- TEXTO CITADO:
Hace varios veranos, 48 parientes, nos reunimos para
festejar las bodas de oro de mis padres. Reunirme así con tantos parientes me incitó
a reflexionar acerca de la unión familiar, pero sobre todo, acerca de la
gran diferencia que existe entre tener una familia y no tenerla.
Para muchos de nosotros, la familia es algo fuera de
moda. Toleramos a nuestros padres en visitas esporádicas; no
entendemos a nuestros hijos, y nos sentimos mejor y más seguros cuando estamos
con nuestros amigos y con gente de nuestra misma edad.
Al fin y al cabo, nuestros parientes nos conocen
demasiado bien… Del tío Avery aprendí a decir mi primera palabra (“¡No!”), y la
tía Katherine me dio mi primera tunda (“Si no dejas de llorar
inmediatamente te daré un buen motivo para que llores”). Mi padre tenía otras
tres hermanas y un hermano, además del tío Avery y de la tía Katherine.
Todos ellos crecieron en una casa grande, de dos pisos,
con cinco dormitorios, un pasamanos para deslizarse por él, un armario
para guardar sábanas y mantelería para poder esconderse, un arcón lleno
de muñecas de porcelana rotas, y un granero que fue destruido por un incendio
cuando yo tenía diez años.

- CONSIGNA 1:
Enumera cada línea de las entradas que siguen en la que aparezca la cadena "boot".

- MATERIAL DEL EJERCICIO:
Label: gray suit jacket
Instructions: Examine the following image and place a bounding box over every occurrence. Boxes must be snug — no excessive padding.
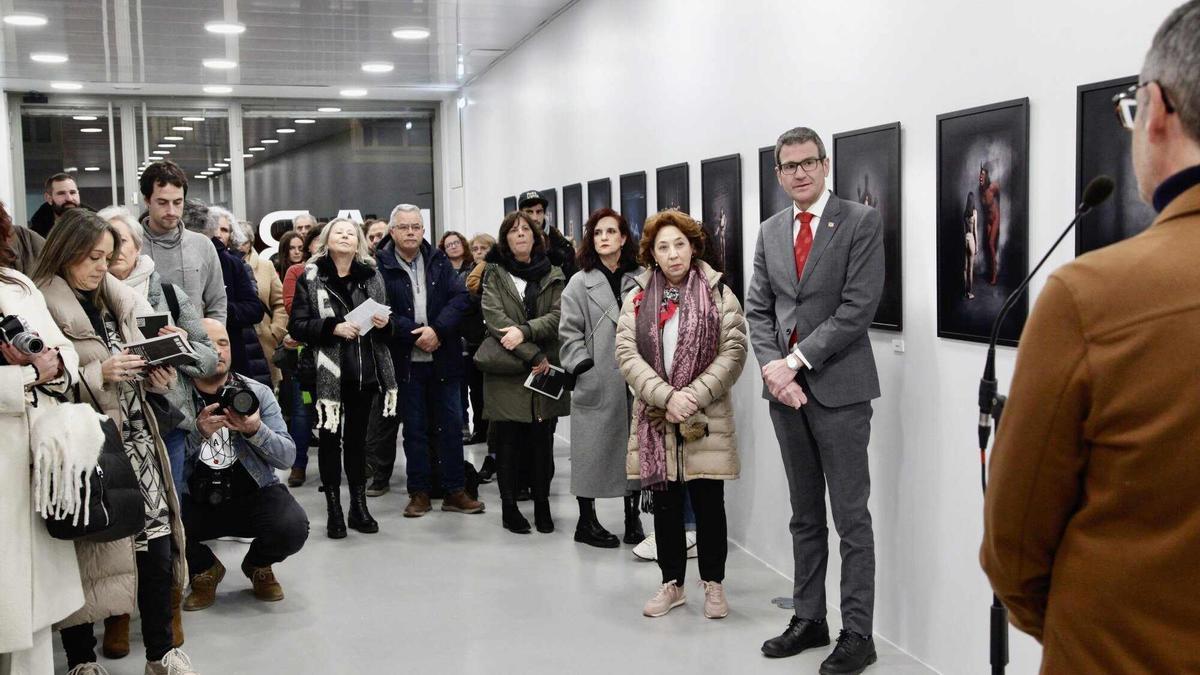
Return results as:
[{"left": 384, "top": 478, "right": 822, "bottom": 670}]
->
[{"left": 746, "top": 195, "right": 883, "bottom": 407}]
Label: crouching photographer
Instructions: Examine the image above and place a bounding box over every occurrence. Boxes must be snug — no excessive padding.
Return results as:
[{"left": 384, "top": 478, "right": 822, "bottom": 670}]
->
[{"left": 184, "top": 318, "right": 308, "bottom": 611}]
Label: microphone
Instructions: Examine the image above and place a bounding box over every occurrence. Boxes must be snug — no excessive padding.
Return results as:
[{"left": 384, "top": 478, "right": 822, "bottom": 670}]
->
[{"left": 979, "top": 175, "right": 1116, "bottom": 466}]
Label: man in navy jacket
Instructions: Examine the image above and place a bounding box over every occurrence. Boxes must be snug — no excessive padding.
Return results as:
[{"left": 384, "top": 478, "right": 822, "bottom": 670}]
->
[{"left": 367, "top": 204, "right": 484, "bottom": 518}]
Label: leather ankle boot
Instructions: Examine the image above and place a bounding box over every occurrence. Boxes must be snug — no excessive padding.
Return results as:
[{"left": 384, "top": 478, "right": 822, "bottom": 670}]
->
[
  {"left": 346, "top": 485, "right": 379, "bottom": 534},
  {"left": 320, "top": 485, "right": 346, "bottom": 539}
]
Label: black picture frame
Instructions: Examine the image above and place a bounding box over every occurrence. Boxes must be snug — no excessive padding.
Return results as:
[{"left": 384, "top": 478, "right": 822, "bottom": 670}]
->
[
  {"left": 833, "top": 121, "right": 904, "bottom": 331},
  {"left": 654, "top": 162, "right": 691, "bottom": 214},
  {"left": 1075, "top": 76, "right": 1157, "bottom": 256},
  {"left": 588, "top": 178, "right": 612, "bottom": 212},
  {"left": 620, "top": 171, "right": 647, "bottom": 240},
  {"left": 700, "top": 155, "right": 745, "bottom": 300},
  {"left": 538, "top": 187, "right": 558, "bottom": 227},
  {"left": 936, "top": 97, "right": 1030, "bottom": 347},
  {"left": 563, "top": 183, "right": 584, "bottom": 246},
  {"left": 758, "top": 145, "right": 792, "bottom": 222}
]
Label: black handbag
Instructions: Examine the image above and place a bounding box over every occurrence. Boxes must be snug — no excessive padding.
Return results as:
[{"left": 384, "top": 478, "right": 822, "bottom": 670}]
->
[{"left": 44, "top": 382, "right": 146, "bottom": 542}]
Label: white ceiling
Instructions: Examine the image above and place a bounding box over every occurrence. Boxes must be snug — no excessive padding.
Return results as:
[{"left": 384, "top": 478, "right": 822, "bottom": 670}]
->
[{"left": 0, "top": 0, "right": 576, "bottom": 100}]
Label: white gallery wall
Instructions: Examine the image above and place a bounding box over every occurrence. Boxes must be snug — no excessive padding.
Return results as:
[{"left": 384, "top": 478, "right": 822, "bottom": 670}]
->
[{"left": 453, "top": 0, "right": 1175, "bottom": 674}]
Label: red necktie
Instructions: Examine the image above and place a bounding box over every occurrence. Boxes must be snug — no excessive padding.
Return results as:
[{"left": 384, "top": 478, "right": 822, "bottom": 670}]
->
[{"left": 788, "top": 211, "right": 816, "bottom": 347}]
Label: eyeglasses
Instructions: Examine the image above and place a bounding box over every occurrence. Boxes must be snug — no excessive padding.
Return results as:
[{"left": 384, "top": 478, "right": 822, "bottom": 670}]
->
[
  {"left": 775, "top": 156, "right": 824, "bottom": 175},
  {"left": 1112, "top": 79, "right": 1175, "bottom": 131}
]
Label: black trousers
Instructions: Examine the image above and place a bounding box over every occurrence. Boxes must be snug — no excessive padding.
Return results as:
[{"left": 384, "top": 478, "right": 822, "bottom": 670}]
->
[
  {"left": 491, "top": 419, "right": 554, "bottom": 501},
  {"left": 59, "top": 536, "right": 175, "bottom": 670},
  {"left": 184, "top": 483, "right": 308, "bottom": 574},
  {"left": 317, "top": 388, "right": 383, "bottom": 488},
  {"left": 654, "top": 478, "right": 730, "bottom": 585}
]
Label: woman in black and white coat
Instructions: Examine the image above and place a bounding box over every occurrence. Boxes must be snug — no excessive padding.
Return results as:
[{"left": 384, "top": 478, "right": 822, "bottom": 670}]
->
[
  {"left": 288, "top": 219, "right": 397, "bottom": 539},
  {"left": 558, "top": 209, "right": 646, "bottom": 549}
]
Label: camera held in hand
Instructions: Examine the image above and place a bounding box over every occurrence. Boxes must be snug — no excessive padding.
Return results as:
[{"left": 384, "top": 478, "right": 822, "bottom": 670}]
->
[
  {"left": 0, "top": 315, "right": 46, "bottom": 354},
  {"left": 221, "top": 377, "right": 259, "bottom": 417}
]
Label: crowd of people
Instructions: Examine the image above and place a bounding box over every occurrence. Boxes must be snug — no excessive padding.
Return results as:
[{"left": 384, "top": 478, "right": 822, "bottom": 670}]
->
[{"left": 0, "top": 119, "right": 877, "bottom": 675}]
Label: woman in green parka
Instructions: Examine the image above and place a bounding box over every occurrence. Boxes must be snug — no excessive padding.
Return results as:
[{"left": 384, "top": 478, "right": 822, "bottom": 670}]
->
[{"left": 476, "top": 211, "right": 571, "bottom": 534}]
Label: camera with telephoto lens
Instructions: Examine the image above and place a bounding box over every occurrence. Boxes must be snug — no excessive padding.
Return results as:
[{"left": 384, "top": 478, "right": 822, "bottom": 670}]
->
[
  {"left": 221, "top": 377, "right": 258, "bottom": 417},
  {"left": 0, "top": 313, "right": 46, "bottom": 354}
]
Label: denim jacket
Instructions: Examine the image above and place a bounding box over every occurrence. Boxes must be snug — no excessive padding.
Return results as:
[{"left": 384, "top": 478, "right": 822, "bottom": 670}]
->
[{"left": 184, "top": 372, "right": 296, "bottom": 488}]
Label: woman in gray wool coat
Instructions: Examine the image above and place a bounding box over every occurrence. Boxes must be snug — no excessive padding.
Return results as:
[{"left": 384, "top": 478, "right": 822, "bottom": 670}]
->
[{"left": 558, "top": 209, "right": 646, "bottom": 549}]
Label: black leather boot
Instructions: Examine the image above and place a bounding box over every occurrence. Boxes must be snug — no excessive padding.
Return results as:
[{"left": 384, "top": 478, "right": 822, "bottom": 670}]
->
[
  {"left": 622, "top": 492, "right": 646, "bottom": 546},
  {"left": 320, "top": 485, "right": 346, "bottom": 539},
  {"left": 500, "top": 500, "right": 529, "bottom": 534},
  {"left": 575, "top": 497, "right": 620, "bottom": 549},
  {"left": 346, "top": 485, "right": 379, "bottom": 534}
]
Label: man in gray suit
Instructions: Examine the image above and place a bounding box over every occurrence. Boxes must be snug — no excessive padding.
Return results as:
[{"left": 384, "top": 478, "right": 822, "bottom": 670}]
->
[{"left": 746, "top": 127, "right": 883, "bottom": 674}]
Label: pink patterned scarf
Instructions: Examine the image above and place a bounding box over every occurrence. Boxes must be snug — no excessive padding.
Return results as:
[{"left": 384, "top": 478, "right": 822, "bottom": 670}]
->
[{"left": 634, "top": 265, "right": 721, "bottom": 490}]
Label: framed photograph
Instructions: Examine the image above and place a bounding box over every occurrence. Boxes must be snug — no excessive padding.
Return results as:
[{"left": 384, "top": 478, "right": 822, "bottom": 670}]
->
[
  {"left": 538, "top": 187, "right": 558, "bottom": 233},
  {"left": 588, "top": 178, "right": 612, "bottom": 212},
  {"left": 700, "top": 155, "right": 744, "bottom": 300},
  {"left": 654, "top": 162, "right": 691, "bottom": 214},
  {"left": 1075, "top": 76, "right": 1157, "bottom": 256},
  {"left": 833, "top": 123, "right": 904, "bottom": 330},
  {"left": 563, "top": 183, "right": 584, "bottom": 246},
  {"left": 758, "top": 145, "right": 792, "bottom": 222},
  {"left": 620, "top": 171, "right": 647, "bottom": 240},
  {"left": 937, "top": 98, "right": 1030, "bottom": 347}
]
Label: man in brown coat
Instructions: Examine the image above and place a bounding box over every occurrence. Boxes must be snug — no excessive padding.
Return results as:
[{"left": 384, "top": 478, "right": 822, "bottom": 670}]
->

- CONSIGNA 2:
Prolonga el relato sobre la reunión familiar por las bodas de oro de los padres a partir de su última oración.

- RESPUESTA CORRECTA 1:
Label: leather ankle boot
Label: black leather boot

- RESPUESTA CORRECTA 2:
Siempre que íbamos a pasar allá las vacaciones
veraniegas, todos los primos solíamos sentarnos alrededor de los tíos y tías, y
les escuchábamos contar incidentes de cuando eran jóvenes.
Pero todos y cada uno de los miembros de la familia
podían estar seguros de que jamás se hablaría mal de ellos.
Hacía más de 20 años que no había visto a estos tíos y tías; sin embargo, ese verano parecía no haber cambiado. La diminuta tía Martha, psicóloga de profesión, aún lucía elegante, con el pelo rizado y sus esplendorosas blusas de seda. Por su parte, Louisa, la benjamina de la familia, de 66 abriles, todavía conservaba, a pesar de su larga carrera como maestra de matemáticas en uno de los peores barrios, aquella dulce sonrisa de niña inocente que yo recordaba. Katherine, la mayor, acababa de jubilarse, después de haber dedicado 50 de sus 80 años de vida a la enseñanza, y a guiar grupos de turistas a Europa.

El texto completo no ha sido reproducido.